-- Exercise tasks --
1. According to the lab procedure, how long should the disinfectant stand on the work surface?
2. Copy out the lab procedure word for word, starting at "5. then get" and ending at "been carried out.".

-- Extract --
◇ ◇ ◇
1. Sterilise all of your equipment with ethanol, blue flame or disinfectant if you can flame it.
2. Collect all equipment together ensuring you collect your goggles and gloves as you are using a flame and gloves and goggles are part of safety precautions. (don’t wear gloves with messing with Bunsen burner only goggles, but use gloves when messing with chemicals ensuring goggles on all the time)
3. Clean your surface with disinfectant to sterilise your lab work surface, this will prevent contamination but leave the disinfectant to stand up to 4 minutes so it can penetrate the harder capsules of some bacteria.
4. Using a sterile pipette with draw some of your bacteria culture from the bottle making sure you flame the neck of the bottle to keep the procedure sterile. Place what you have withdrawn on to an agar plate.
5. then get your glass sterile spreader out of the packet making sure you only touch the handle and with the spreader spread the desired bacterial culture on an agar plate, making sure the lid of the culture container does not touch the surface, and that the lid of the agar plate is quickly replaced after this step has been carried out.
◇ ◇ ◇
-- Spatial localization data --
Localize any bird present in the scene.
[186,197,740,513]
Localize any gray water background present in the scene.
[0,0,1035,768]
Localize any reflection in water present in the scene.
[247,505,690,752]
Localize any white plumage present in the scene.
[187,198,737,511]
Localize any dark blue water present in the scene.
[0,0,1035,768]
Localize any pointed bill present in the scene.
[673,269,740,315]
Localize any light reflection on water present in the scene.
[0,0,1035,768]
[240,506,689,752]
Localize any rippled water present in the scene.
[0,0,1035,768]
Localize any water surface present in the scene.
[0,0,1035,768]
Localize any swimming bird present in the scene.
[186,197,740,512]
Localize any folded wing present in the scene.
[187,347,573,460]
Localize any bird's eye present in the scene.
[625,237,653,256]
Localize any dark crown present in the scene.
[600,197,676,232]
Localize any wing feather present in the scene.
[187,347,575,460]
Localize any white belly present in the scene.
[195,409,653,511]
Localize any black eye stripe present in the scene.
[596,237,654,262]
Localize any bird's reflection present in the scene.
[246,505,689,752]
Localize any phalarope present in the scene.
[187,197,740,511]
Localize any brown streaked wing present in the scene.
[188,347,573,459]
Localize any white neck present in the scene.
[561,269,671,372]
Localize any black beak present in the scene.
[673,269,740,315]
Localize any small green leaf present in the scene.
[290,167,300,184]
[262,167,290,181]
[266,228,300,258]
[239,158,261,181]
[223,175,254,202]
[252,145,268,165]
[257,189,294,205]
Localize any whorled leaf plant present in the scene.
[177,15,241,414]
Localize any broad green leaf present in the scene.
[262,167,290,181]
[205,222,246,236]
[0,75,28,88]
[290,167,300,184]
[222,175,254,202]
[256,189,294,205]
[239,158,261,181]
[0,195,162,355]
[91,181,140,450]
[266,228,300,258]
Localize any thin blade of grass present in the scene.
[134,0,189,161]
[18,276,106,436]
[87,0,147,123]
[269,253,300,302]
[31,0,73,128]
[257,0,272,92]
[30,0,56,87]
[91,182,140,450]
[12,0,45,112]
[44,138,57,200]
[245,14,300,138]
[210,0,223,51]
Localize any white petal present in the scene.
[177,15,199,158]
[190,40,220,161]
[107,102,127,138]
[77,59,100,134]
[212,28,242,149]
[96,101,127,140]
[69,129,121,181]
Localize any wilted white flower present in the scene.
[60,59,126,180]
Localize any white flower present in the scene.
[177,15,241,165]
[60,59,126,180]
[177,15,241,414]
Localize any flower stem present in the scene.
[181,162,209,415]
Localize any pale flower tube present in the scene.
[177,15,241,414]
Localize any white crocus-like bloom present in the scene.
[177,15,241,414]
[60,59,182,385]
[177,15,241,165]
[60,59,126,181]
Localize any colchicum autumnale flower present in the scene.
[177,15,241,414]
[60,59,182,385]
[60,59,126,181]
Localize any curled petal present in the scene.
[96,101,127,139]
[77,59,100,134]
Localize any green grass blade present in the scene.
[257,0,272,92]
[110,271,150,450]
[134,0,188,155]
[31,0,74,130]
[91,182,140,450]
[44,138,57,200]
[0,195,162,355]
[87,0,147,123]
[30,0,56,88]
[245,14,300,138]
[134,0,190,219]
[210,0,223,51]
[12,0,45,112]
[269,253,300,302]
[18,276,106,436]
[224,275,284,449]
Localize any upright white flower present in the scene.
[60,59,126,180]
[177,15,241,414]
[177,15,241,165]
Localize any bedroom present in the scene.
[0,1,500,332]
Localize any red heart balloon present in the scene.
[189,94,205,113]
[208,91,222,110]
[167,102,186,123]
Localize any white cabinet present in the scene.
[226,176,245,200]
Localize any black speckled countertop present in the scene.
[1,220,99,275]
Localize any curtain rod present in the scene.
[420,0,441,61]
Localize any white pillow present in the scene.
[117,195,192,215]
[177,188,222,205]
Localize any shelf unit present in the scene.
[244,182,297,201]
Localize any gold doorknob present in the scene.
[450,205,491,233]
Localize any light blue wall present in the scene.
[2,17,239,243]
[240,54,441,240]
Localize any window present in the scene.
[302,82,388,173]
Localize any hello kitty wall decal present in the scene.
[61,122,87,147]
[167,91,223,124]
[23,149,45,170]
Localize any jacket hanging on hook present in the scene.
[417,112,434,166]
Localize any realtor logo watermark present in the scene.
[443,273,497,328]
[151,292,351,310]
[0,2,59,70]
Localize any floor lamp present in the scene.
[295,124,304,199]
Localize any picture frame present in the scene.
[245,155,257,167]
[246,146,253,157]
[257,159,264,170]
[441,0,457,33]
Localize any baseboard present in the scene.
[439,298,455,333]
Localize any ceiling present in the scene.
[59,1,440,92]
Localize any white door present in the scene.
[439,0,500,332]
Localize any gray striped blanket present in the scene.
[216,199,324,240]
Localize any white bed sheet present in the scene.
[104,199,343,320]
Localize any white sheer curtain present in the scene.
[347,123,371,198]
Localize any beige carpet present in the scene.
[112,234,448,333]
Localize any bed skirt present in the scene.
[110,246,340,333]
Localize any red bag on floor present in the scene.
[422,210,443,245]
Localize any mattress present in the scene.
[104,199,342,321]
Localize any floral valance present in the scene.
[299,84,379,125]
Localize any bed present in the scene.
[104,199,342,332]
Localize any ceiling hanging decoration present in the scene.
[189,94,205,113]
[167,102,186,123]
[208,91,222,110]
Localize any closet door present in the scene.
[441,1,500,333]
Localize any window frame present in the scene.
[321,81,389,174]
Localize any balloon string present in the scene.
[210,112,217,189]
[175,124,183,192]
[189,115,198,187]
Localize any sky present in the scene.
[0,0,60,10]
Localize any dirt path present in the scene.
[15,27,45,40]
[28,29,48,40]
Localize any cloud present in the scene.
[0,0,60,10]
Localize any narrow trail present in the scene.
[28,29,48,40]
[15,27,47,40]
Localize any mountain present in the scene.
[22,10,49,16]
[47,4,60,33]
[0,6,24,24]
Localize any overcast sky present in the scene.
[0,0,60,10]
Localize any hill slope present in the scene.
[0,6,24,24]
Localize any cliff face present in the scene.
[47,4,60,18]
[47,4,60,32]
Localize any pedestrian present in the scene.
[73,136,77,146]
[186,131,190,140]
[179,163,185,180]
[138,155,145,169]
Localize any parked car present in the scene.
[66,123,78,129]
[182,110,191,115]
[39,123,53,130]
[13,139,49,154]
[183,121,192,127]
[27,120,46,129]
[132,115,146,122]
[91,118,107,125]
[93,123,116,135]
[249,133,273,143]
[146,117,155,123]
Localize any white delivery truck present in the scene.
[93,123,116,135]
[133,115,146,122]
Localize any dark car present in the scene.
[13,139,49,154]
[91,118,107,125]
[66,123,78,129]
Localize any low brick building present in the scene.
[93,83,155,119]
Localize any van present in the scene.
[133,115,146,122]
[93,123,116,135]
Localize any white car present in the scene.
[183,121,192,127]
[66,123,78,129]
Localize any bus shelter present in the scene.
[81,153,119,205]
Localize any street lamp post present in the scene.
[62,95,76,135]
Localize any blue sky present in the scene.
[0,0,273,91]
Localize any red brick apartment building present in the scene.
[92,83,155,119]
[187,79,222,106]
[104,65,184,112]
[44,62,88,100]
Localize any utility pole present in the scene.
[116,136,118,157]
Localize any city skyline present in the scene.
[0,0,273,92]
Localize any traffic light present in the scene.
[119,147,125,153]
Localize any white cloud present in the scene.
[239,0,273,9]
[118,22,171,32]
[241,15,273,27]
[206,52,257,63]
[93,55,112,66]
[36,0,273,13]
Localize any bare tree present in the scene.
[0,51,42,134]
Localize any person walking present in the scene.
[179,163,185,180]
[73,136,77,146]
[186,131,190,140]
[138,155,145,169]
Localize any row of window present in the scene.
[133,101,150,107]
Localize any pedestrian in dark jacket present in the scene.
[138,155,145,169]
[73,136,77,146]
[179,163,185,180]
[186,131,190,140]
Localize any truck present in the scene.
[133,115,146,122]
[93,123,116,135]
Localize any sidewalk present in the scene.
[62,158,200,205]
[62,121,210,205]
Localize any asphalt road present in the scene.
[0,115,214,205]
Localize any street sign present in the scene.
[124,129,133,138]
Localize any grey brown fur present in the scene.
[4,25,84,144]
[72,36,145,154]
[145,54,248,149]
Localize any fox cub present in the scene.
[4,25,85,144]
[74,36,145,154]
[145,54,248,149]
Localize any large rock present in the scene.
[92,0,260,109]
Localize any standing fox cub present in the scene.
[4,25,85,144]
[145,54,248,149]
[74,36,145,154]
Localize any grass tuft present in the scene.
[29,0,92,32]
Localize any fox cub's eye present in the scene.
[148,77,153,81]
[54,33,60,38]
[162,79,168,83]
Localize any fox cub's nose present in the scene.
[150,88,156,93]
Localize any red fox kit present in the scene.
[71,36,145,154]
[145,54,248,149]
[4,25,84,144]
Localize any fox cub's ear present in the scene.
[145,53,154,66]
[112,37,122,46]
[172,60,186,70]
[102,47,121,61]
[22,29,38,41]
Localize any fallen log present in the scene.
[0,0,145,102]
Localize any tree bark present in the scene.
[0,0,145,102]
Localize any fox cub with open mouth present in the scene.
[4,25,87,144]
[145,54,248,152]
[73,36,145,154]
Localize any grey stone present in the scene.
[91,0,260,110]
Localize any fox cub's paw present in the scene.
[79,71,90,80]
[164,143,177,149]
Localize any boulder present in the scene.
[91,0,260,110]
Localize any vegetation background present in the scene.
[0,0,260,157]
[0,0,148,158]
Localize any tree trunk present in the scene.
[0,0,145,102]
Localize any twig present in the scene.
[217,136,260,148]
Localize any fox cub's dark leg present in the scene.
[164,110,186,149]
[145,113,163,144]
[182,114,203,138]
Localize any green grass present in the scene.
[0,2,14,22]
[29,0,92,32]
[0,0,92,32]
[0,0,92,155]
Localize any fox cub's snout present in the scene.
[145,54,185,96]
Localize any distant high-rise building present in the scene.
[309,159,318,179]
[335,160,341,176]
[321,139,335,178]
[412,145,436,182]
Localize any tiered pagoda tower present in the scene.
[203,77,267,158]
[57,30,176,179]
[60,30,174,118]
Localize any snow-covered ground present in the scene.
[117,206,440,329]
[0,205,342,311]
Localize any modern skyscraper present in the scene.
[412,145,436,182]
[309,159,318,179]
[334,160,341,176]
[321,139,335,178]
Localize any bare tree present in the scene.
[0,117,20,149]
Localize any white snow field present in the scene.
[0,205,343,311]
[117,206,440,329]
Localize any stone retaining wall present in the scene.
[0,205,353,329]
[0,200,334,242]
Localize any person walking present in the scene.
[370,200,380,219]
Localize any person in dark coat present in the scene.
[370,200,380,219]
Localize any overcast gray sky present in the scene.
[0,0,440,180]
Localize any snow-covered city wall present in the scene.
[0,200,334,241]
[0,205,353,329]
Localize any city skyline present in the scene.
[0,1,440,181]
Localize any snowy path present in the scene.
◇ ◇ ◇
-- Answers to each task --
1. Up to 4 minutes.

2.
5. then get your glass sterile spreader out of the packet making sure you only touch the handle and with the spreader spread the desired bacterial culture on an agar plate, making sure the lid of the culture container does not touch the surface, and that the lid of the agar plate is quickly replaced after this step has been carried out.